> _Objectifs_:
1 - Reproduisez mot pour mot le passage de l'extrait qui va de « L’une des constantes » à « heures plus tard. ».
2 - Selon l'extrait, pourquoi une analyse des mécanismes psychologiques du comportement de Kaïs Saïed et un rappel des règles d'un bon management s'imposent-ils ? Répondez en une à trois phrases.

> _Extrait_:

▬▬▬

Depuis son accession à la présidence de la République tunisienne, Kaïs Saïed s’est distingué non seulement par ses choix politiques controversés, mais aussi par sa manière singulière de gérer son équipe gouvernementale. Les scènes de limogeages humiliants, souvent orchestrées sous l’œil de caméras complaisantes, révèlent un style de management qui interroge sur sa psychologie, ses motivations profondes et son rapport au pouvoir. Une analyse des mécanismes psychologiques qui sous-tendent ce comportement ainsi qu’un rappel règles d’un bon management s’impose, tant le contraste est frappant avec les pratiques observées dans les grandes démocraties.

 

Une psychologie du pouvoir basée sur l’humiliation

L’une des constantes de la présidence de Kaïs Saïed est la mise en scène récurrente de limogeages humiliants. Plusieurs exemples illustrent cette tendance :

–      Le 5 février 2025, Kaïs Saïed s’est rendu sans préavis au bureau de la ministre des Finances, Sihem Nemsia, l’accompagnant de caméras et de ses gardes du corps. Surprise et déstabilisée, la ministre est filmée alors qu’elle sursaute de derrière son bureau. Le président l’a publiquement réprimandé avant d’annoncer son limogeage quelques heures plus tard.

 

 

–      Le 7 août 2024, le chef du gouvernement Ahmed Hachani a été démis de ses fonctions par un simple communiqué nocturne, sans aucun signe de reconnaissance pour son travail. L’annonce a pris tout le monde de court, y compris le principal concerné.

–      Le 25 mai 2024, le président a convoqué Kamel Feki, ministre de l’Intérieur, et Malek Zahi, ministre des Affaires sociales, pour leur annoncer leur limogeage. Une photo diffusée par la présidence les montre crispés et anxieux, immortalisant leur humiliation publique.

 

 

–      Le 1er août 2023, la cheffe du gouvernement Najla Bouden a été écartée de façon expéditive par un communiqué laconique publié tard dans la nuit, sans la moindre formule de courtoisie habituellement de mise dans de telles situations.

–      Le 22 février 2023, le ministre de la Formation professionnelle et de l’Emploi, Nasreddine Nsibi, a été limogé suite à une visite inopinée du président dans un centre de formation délaissé à Ben Arous. La colère de Kaïs Saïed a été filmée et largement diffusée, précédant l’annonce officielle du limogeage.

Ces stratégies révèlent un rapport particulier au pouvoir, où la domination ne s’exerce pleinement que lorsqu’elle est visible et incontestable. Avec du spectacle devant les caméras et du surréalisme montrant un hypothétique chef tout-puissant humiliant des subordonnés dépourvus de toute possibilité de réplique. Avec ce populisme folklorique, Kaïs Saïed ne piétine pas uniquement le protocole et l’État, il piétine la dignité de ses ministres qui lui ont été loyaux et soumis.

▬▬▬

> _Données fournies_:
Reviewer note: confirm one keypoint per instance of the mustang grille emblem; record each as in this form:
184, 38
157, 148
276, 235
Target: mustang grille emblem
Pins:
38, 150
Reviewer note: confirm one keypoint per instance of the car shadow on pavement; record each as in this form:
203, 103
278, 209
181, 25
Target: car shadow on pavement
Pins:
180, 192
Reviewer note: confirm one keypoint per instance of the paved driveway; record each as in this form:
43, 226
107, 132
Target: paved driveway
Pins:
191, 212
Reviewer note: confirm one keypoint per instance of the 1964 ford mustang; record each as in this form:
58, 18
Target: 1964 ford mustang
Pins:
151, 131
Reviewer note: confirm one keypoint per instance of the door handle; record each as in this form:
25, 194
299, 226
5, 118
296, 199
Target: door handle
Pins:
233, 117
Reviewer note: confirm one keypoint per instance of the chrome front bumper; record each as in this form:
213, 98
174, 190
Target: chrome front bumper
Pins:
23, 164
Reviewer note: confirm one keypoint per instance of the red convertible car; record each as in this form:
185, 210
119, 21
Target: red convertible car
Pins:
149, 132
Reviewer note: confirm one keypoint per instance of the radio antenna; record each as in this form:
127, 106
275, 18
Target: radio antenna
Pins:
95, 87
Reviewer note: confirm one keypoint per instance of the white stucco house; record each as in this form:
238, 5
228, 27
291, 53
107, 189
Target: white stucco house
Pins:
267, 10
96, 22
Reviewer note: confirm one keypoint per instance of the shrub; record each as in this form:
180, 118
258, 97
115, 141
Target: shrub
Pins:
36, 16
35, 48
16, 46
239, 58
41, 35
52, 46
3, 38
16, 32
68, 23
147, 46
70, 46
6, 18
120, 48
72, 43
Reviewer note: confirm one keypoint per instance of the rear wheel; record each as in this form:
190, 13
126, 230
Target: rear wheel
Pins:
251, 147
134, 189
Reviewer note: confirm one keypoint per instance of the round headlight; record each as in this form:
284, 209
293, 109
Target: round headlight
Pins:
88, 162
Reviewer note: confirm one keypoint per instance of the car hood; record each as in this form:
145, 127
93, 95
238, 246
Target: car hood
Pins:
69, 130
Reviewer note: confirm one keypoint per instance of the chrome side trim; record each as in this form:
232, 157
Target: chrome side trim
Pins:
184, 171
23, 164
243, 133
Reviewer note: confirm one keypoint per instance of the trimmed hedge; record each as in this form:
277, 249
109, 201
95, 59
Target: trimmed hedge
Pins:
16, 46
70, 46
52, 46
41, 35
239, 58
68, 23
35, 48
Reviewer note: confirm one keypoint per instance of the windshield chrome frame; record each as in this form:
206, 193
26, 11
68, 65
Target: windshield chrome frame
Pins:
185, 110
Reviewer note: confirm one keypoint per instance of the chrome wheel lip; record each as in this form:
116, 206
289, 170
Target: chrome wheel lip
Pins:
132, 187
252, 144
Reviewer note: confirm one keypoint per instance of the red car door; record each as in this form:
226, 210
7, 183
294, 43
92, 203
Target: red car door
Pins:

▬▬▬

> _Réponses par tâche_:
1 -
L’une des constantes de la présidence de Kaïs Saïed est la mise en scène récurrente de limogeages humiliants. Plusieurs exemples illustrent cette tendance :

–      Le 5 février 2025, Kaïs Saïed s’est rendu sans préavis au bureau de la ministre des Finances, Sihem Nemsia, l’accompagnant de caméras et de ses gardes du corps. Surprise et déstabilisée, la ministre est filmée alors qu’elle sursaute de derrière son bureau. Le président l’a publiquement réprimandé avant d’annoncer son limogeage quelques heures plus tard.

2 - Cette analyse s'impose parce que le contraste est frappant entre la manière dont Kaïs Saïed gère son équipe gouvernementale, marquée par des limogeages humiliants, et les pratiques observées dans les grandes démocraties.